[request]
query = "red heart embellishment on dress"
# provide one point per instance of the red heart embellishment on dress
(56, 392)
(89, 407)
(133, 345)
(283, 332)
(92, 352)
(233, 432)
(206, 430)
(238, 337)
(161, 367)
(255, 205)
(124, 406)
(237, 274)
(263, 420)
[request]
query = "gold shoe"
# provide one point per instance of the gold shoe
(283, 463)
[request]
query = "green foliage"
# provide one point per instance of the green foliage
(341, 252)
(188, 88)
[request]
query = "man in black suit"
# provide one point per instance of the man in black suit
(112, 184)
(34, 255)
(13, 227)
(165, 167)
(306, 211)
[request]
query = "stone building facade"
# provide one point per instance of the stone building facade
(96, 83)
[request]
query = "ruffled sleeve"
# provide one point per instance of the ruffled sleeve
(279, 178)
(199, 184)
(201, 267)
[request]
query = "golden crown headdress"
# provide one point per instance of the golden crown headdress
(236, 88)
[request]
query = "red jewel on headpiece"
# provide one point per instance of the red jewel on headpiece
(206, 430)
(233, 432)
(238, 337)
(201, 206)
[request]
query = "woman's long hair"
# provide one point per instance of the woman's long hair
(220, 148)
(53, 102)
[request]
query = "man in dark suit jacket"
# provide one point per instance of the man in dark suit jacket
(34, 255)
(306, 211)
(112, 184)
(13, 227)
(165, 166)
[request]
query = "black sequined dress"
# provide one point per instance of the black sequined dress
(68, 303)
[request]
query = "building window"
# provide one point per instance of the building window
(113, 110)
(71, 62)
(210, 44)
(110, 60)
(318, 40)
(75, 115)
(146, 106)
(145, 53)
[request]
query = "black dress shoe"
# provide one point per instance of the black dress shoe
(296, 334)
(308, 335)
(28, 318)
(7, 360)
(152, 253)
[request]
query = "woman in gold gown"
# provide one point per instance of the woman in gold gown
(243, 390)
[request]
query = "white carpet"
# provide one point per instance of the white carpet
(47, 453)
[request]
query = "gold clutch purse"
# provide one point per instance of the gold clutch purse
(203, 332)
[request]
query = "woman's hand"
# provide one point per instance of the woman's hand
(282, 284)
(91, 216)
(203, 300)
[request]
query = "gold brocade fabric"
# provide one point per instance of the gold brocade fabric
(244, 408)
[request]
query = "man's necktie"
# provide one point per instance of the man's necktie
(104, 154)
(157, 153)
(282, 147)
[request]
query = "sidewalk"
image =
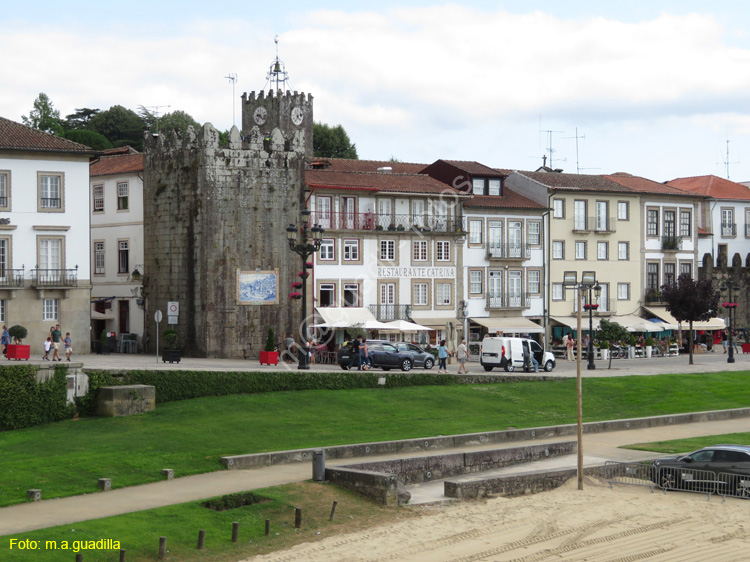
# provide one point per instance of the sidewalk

☆ ☆ ☆ ☆ ☆

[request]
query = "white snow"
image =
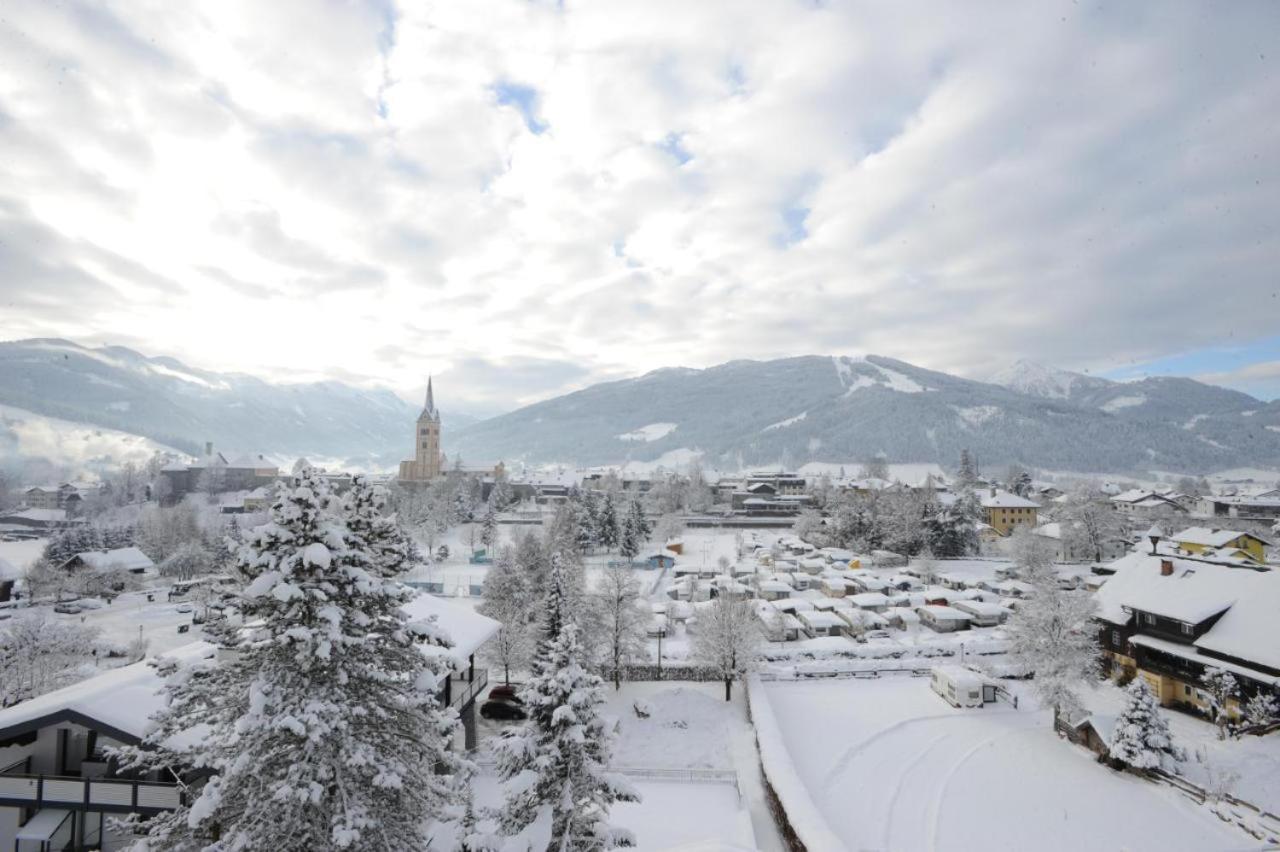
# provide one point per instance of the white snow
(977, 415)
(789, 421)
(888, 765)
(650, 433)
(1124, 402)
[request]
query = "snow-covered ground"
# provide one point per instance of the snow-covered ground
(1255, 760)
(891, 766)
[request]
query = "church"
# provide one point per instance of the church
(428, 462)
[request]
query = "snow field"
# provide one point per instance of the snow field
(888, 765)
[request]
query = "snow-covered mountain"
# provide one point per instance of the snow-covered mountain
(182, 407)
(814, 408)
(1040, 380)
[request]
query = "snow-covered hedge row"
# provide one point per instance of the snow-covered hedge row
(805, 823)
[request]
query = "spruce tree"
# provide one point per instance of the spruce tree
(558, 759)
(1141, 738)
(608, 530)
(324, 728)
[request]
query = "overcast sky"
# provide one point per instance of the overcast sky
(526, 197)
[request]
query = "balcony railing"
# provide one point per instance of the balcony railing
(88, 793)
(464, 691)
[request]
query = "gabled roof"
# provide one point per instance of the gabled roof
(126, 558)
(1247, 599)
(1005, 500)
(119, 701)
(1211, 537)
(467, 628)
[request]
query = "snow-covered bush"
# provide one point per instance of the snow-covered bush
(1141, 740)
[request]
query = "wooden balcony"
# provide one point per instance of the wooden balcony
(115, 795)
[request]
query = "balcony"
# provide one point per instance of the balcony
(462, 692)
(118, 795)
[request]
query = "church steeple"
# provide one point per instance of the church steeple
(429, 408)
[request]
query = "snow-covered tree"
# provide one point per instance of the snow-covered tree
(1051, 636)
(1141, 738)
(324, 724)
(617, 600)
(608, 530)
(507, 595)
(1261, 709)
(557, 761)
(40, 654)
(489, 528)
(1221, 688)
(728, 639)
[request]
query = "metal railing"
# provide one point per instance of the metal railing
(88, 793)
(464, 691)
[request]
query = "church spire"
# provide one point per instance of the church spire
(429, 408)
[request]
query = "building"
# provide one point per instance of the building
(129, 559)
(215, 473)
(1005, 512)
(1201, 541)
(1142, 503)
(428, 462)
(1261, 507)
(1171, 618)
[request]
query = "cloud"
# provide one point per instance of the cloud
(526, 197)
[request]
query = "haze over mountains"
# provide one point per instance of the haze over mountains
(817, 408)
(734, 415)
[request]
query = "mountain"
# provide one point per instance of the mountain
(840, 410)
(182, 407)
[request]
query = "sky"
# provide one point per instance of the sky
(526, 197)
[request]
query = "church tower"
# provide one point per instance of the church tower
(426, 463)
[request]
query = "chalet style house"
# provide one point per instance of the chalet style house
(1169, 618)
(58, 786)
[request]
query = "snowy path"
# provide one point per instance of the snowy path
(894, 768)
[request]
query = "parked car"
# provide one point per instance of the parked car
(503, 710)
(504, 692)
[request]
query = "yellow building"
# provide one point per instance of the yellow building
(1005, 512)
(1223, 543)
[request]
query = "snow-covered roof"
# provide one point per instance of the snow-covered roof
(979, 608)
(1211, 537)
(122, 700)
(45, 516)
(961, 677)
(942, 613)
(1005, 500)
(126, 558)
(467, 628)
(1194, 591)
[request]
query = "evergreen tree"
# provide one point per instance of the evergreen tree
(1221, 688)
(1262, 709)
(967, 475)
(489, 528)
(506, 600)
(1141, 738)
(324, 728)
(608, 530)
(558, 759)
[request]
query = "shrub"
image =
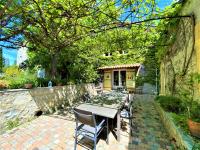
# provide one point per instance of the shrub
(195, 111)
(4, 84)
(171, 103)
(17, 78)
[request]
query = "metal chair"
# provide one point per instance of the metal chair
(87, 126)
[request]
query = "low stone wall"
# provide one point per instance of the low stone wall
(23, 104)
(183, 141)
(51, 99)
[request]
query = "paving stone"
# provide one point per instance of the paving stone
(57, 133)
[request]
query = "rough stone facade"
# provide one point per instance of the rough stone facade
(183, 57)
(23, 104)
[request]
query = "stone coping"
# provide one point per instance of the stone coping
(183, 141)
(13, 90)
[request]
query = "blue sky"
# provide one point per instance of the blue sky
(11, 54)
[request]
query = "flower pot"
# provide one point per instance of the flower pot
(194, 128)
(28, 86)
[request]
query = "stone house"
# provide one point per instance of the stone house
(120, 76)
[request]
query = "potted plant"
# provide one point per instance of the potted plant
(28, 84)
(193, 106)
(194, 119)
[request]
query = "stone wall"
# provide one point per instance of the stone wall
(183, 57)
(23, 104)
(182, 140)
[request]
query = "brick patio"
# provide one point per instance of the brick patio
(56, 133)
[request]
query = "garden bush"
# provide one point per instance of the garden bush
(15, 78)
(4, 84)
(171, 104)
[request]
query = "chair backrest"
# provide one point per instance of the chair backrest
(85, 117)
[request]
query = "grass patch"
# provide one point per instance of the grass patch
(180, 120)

☆ ☆ ☆ ☆ ☆

A complete answer gives every line of the records holding "sidewalk".

query = "sidewalk"
# provide one point per instance of the sidewalk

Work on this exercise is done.